REQUIREMENT A
Output the agreement excerpt word for word from "Offering by" to "Mortgage Loan.".
REQUIREMENT B
Return all of the entries below verbatim, line for line.

>> BEGIN EXCERPT

Delivery and Payment
. Delivery of and payment for the
Certificates shall be made at 9:00 a.m. EST on October 31, 2006
which date and time may be postponed by agreement between the
Underwriter and the Depositor (such date and time being herein
called the “Closing Date”). The Certificates (other
than the Class A-R Certificates) will be delivered in book-entry
form through the facilities of The Depository Trust Company. The
Class A-R Certificates will be issued in fully registered
certificated form. Delivery of the Certificates shall be made to
the Underwriter against payment by the Underwriter of the purchase
price therefor to or upon the order of the Depositor by certified
or official bank check or checks payable in federal or other
immediately available funds. The Certificates shall be registered
in such names and in such denominations as Credit Suisse may
request not less than three full business days in advance of the
Closing Date.
The Depositor
agrees to notify the Underwriter at least two business days before
the Closing Date of the exact principal balance evidenced by the
Certificates and to have the Certificates available for inspection,
checking and packaging in New York, New York, no later than 12:00
noon on the business day prior to the Closing Date.
4.
Offering by
Underwriter .
(a)
It is understood that the
Underwriter proposes to offer and/or solicit offers for the
Certificates to be purchased by it for sale to the public as set
forth in the Prospectus and the Underwriter agrees that all such
offers, solicitations and sales by it shall be made in compliance
with all applicable laws and regulations. Prior to the date hereof,
you have not offered, pledged, sold, disposed of or otherwise
transferred any Certificate or any security backed by the Mortgage
Loans, any interest in any Certificate or such security or any
Mortgage Loan.
(b)
It is understood that the
Underwriter will solicit offers to purchase the Certificates as
follows:
(1) Prior to the time you have received the
Definitive Free Writing Prospectus you may, in compliance with the
provisions of this Agreement, solicit offers to purchase
Certificates; provided, that you shall not accept any such offer to
purchase a Certificate or any interest in any Certificate or
Mortgage Loan or otherwise enter into any Contract of Sale for any
Certificate, any interest in any Certificate or any Mortgage Loan
prior to the investor’s receipt of Definitive Free Writing
Prospectus.
(2) Any Free Writing Prospectus (other than the
Definitive Free Writing Prospectus) relating to the Certificates
used by an Underwriter in compliance with the terms of this
Agreement prior to the time such Underwriter has entered into a
Contract of Sale for Certificates shall prominently set forth
substantially the following statement:
The information
in this free writing prospectus is preliminary, and will be
superseded by the Definitive Free Writing Prospectus. This free
writing prospectus is being delivered to you solely to provide you
with information about the offering of the Certificates referred to
in this free writing prospectus and to solicit an offer to purchase
the Certificates, when, as and if issued. Any such offer to
purchase made by you will not be accepted and will not constitute a
contractual commitment by you to purchase any of the Certificates
until we have accepted your offer to purchase Certificates. We will
not accept any offer by you to purchase Certificates, and you will
not have any contractual commitment to purchase any of the
Certificates until after you have received the Definitive Free
Writing Prospectus. You may withdraw your offer to purchase
Certificates at any time prior to our acceptance of your
offer.

>> END EXCERPT
>> BEGIN RECORDS TO USE

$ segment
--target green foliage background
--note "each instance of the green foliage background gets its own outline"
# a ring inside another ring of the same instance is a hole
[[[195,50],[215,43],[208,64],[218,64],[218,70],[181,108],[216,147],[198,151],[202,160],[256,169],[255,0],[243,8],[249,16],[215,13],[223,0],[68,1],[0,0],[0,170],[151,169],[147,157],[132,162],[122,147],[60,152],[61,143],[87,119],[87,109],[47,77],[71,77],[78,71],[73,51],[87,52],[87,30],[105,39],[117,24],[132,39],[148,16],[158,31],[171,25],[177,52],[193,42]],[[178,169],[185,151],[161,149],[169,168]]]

>> END RECORDS TO USE

FULL SOLUTION A
Offering by
Underwriter .
(a)
It is understood that the
Underwriter proposes to offer and/or solicit offers for the
Certificates to be purchased by it for sale to the public as set
forth in the Prospectus and the Underwriter agrees that all such
offers, solicitations and sales by it shall be made in compliance
with all applicable laws and regulations. Prior to the date hereof,
you have not offered, pledged, sold, disposed of or otherwise
transferred any Certificate or any security backed by the Mortgage
Loans, any interest in any Certificate or such security or any
Mortgage Loan.

FULL SOLUTION B
$ segment
--target green foliage background
--note "each instance of the green foliage background gets its own outline"
# a ring inside another ring of the same instance is a hole
[[[195,50],[215,43],[208,64],[218,64],[218,70],[181,108],[216,147],[198,151],[202,160],[256,169],[255,0],[243,8],[249,16],[215,13],[223,0],[68,1],[0,0],[0,170],[151,169],[147,157],[132,162],[122,147],[60,152],[61,143],[87,119],[87,109],[47,77],[71,77],[78,71],[73,51],[87,52],[87,30],[105,39],[117,24],[132,39],[148,16],[158,31],[171,25],[177,52],[193,42]],[[178,169],[185,151],[161,149],[169,168]]]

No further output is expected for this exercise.